Given exercise: Quote each line of the records below verbatim, omitting the pictures.

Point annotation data

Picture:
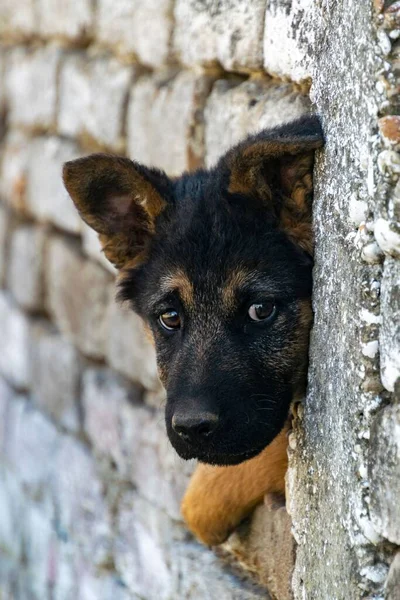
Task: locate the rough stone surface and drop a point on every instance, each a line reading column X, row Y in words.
column 146, row 535
column 384, row 473
column 15, row 336
column 136, row 27
column 219, row 584
column 328, row 478
column 128, row 348
column 82, row 511
column 90, row 486
column 17, row 24
column 392, row 588
column 13, row 171
column 288, row 31
column 65, row 19
column 55, row 374
column 267, row 549
column 78, row 296
column 25, row 277
column 234, row 111
column 228, row 32
column 47, row 198
column 133, row 437
column 31, row 439
column 31, row 86
column 166, row 122
column 389, row 334
column 93, row 96
column 105, row 399
column 5, row 226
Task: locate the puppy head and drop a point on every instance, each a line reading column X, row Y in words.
column 218, row 263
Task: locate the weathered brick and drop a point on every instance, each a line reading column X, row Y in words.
column 14, row 340
column 93, row 96
column 6, row 395
column 47, row 198
column 384, row 473
column 5, row 231
column 392, row 587
column 19, row 23
column 26, row 266
column 39, row 550
column 134, row 437
column 136, row 27
column 285, row 51
column 31, row 86
column 78, row 297
column 11, row 515
column 234, row 111
column 266, row 548
column 389, row 333
column 200, row 574
column 92, row 247
column 166, row 121
column 170, row 474
column 107, row 401
column 65, row 19
column 82, row 513
column 94, row 587
column 145, row 535
column 228, row 32
column 55, row 374
column 2, row 91
column 128, row 349
column 31, row 440
column 13, row 171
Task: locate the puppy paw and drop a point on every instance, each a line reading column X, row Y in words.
column 205, row 521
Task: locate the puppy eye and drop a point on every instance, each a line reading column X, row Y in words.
column 170, row 320
column 263, row 311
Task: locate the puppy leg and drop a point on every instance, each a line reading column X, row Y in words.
column 218, row 498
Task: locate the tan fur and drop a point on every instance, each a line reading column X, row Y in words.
column 237, row 279
column 180, row 282
column 219, row 498
column 136, row 205
column 293, row 162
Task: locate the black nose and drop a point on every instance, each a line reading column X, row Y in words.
column 192, row 427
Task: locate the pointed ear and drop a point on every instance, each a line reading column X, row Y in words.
column 119, row 199
column 275, row 167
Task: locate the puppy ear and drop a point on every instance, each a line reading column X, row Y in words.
column 275, row 167
column 120, row 199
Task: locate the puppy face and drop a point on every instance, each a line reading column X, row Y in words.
column 218, row 264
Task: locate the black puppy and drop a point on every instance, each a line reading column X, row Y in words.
column 218, row 264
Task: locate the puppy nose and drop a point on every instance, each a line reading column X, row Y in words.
column 194, row 426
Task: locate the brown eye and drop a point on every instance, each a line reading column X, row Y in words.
column 170, row 320
column 262, row 311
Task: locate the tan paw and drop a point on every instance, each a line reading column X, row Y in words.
column 206, row 522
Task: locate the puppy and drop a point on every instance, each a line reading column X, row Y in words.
column 218, row 263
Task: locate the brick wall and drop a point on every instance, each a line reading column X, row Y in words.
column 90, row 487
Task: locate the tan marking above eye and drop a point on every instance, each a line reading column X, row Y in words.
column 237, row 279
column 180, row 282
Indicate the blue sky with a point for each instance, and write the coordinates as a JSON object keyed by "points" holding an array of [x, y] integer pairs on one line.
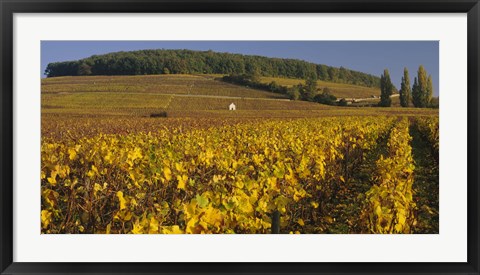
{"points": [[366, 56]]}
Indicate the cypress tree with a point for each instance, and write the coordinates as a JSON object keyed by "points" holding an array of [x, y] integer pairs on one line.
{"points": [[405, 90], [429, 94], [416, 96], [386, 88], [422, 86]]}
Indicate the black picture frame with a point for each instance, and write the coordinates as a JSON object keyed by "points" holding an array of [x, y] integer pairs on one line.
{"points": [[9, 7]]}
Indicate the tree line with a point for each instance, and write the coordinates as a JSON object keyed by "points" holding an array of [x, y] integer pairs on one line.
{"points": [[420, 94], [305, 92], [204, 62]]}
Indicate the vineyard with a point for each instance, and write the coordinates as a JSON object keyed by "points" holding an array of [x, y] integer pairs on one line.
{"points": [[362, 174]]}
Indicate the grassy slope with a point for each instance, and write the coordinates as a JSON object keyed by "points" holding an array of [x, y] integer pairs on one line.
{"points": [[181, 96], [337, 89]]}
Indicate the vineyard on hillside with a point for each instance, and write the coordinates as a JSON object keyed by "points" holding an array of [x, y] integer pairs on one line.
{"points": [[318, 175]]}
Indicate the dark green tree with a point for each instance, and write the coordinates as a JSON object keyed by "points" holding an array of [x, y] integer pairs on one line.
{"points": [[421, 93], [429, 94], [386, 89], [405, 90], [416, 94]]}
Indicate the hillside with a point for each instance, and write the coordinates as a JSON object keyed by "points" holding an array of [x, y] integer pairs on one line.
{"points": [[151, 62], [144, 95], [340, 90]]}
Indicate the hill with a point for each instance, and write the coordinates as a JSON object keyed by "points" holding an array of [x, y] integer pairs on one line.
{"points": [[148, 62], [340, 90]]}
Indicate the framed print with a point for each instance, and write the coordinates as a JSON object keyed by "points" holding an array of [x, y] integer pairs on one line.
{"points": [[239, 137]]}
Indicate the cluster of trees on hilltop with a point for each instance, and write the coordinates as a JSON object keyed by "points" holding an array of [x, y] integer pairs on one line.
{"points": [[306, 92], [420, 94], [204, 62]]}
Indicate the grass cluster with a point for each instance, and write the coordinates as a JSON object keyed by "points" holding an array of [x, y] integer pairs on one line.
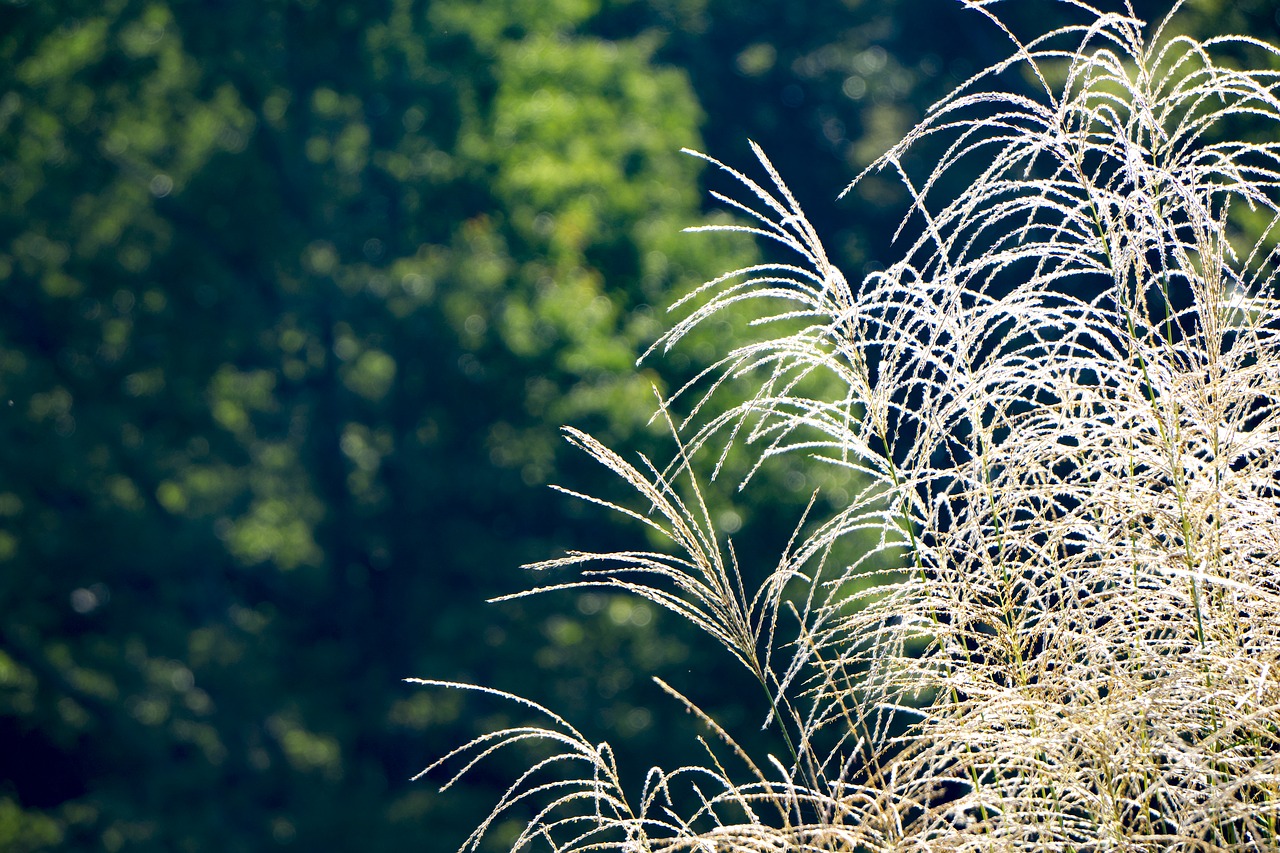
{"points": [[1063, 405]]}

Correct result:
Picture:
Task: locate the rough stone surface and drop a point on every instance, each a line reading column X, row Y in words.
column 146, row 535
column 384, row 473
column 15, row 336
column 136, row 27
column 219, row 584
column 328, row 478
column 128, row 348
column 82, row 511
column 90, row 486
column 17, row 24
column 392, row 588
column 13, row 171
column 288, row 31
column 65, row 19
column 55, row 374
column 267, row 549
column 78, row 296
column 25, row 277
column 234, row 111
column 228, row 32
column 47, row 198
column 133, row 437
column 31, row 439
column 31, row 86
column 166, row 122
column 389, row 334
column 93, row 96
column 105, row 399
column 5, row 226
Task: locate the puppy head and drop a point on every instance, each a line reading column X, row Y in words.
column 218, row 263
Task: locate the weathered brick and drop a point on every instance, each a line reading column X, row Y in words.
column 14, row 340
column 93, row 96
column 6, row 395
column 47, row 198
column 384, row 473
column 5, row 231
column 392, row 587
column 19, row 23
column 26, row 266
column 39, row 550
column 134, row 437
column 136, row 27
column 285, row 51
column 31, row 86
column 78, row 297
column 11, row 515
column 234, row 111
column 266, row 548
column 389, row 333
column 200, row 574
column 92, row 247
column 166, row 121
column 170, row 474
column 107, row 401
column 65, row 19
column 82, row 513
column 94, row 587
column 145, row 535
column 228, row 32
column 55, row 374
column 2, row 91
column 128, row 349
column 31, row 440
column 13, row 171
Task: locate the puppy paw and drop a point on every instance, each a line reading column X, row Y in words.
column 205, row 521
Task: locate the puppy eye and drop a point on every instance, each a line reading column X, row Y in words.
column 170, row 320
column 263, row 311
Task: locate the puppy leg and drop a point on every instance, each a line reading column X, row Y in words.
column 218, row 498
Task: locate the tan fur and drop a point on every instance, each a line reading column X, row Y in words.
column 237, row 279
column 180, row 282
column 219, row 498
column 136, row 205
column 293, row 162
Task: locate the black nose and drop a point on every instance, each a line reading column X, row Y in words.
column 192, row 427
Task: locate the pointed ear and drop a point on every instance, each a line reading column X, row Y in words.
column 119, row 199
column 275, row 167
Task: locate the puppy ear and drop a point on every instance, each a line reading column X, row Y in words.
column 275, row 167
column 120, row 199
Task: locate the puppy face and drop a point on every instance, each a line reading column X, row Y in words.
column 218, row 264
Task: locate the black puppy and drop a point on every instance, each a line reading column X, row Y in words.
column 218, row 264
Task: locate the puppy nose and drop a point on every instance, each a line reading column X, row Y in words.
column 194, row 426
Task: locate the brown eye and drop a point on every instance, each a line reading column X, row Y in words.
column 170, row 320
column 262, row 311
Task: locate the tan paw and drop a point on every instance, each a line reading column X, row Y in words.
column 206, row 522
Task: locate the puppy and drop a point on every instance, each a line reading column X, row Y in words.
column 218, row 263
Task: locate the brick wall and drop a point on every instance, each a line reading column X, row Y in words.
column 90, row 487
Task: locate the tan marking above eye and drop a point on every instance, each a line reading column X, row Y in words.
column 237, row 279
column 180, row 282
Indicate the blue sky with a point for each instance, and write the coordinates as a JSON object keyed by "points" holding an array of [x, y] integer pairs on one line.
{"points": [[366, 56]]}
Indicate the cypress tree with a point for each instance, and write the coordinates as a JSON object keyed by "points" holding an array of [x, y] integer pairs on one line.
{"points": [[405, 90], [429, 94], [416, 96], [386, 88], [422, 86]]}
Indicate the black picture frame with a point for each instance, and write the coordinates as a JSON object keyed by "points" holding an array of [x, y] integer pairs on one line.
{"points": [[9, 7]]}
Indicate the tree line with a point for each instance, and write the coordinates as a JSON object keyed by "points" holding an array of [x, y] integer pairs on one line.
{"points": [[420, 94], [305, 92], [204, 62]]}
Indicate the vineyard with a point for each instance, and write the coordinates as a JSON object keyed by "points" holding an array of [x, y] integer pairs on one line.
{"points": [[362, 174]]}
Indicate the grassy slope with a point for each instance, and write the coordinates as a JSON object keyed by "points" holding an array of [x, y] integer pairs on one line.
{"points": [[181, 96], [337, 89]]}
Indicate the vineyard on hillside with a point for each instance, and write the coordinates as a JSON object keyed by "points" holding an array of [x, y] integer pairs on one line.
{"points": [[318, 175]]}
Indicate the dark green tree with a point for each instance, and write the coordinates as a JSON object keyed by "points" holding an array of [x, y] integer pairs on one line.
{"points": [[421, 93], [429, 94], [386, 89], [405, 90], [416, 94]]}
Indicate the hillside with a point for each instance, and write the coordinates as a JSON object keyed by "points" holding an array of [x, y] integer pairs on one line.
{"points": [[151, 62], [144, 95], [340, 90]]}
Indicate the hill with a point for each instance, and write the coordinates as a JSON object keyed by "points" holding an array of [x, y] integer pairs on one line.
{"points": [[148, 62], [340, 90]]}
Indicate the framed print with a point for each instance, and write the coordinates as a JSON object keyed by "points" holding an array of [x, y] integer pairs on one line.
{"points": [[239, 137]]}
Indicate the cluster of trees on hilltop with a point for each instance, and write the coordinates as a JSON object keyed by "points" holding an array of [x, y] integer pairs on one line.
{"points": [[306, 92], [420, 94], [204, 62]]}
Indicate the grass cluster with a point for each instance, and write the coordinates as a JSON object keyed by "points" holding an array of [x, y] integer pairs on one line.
{"points": [[1063, 405]]}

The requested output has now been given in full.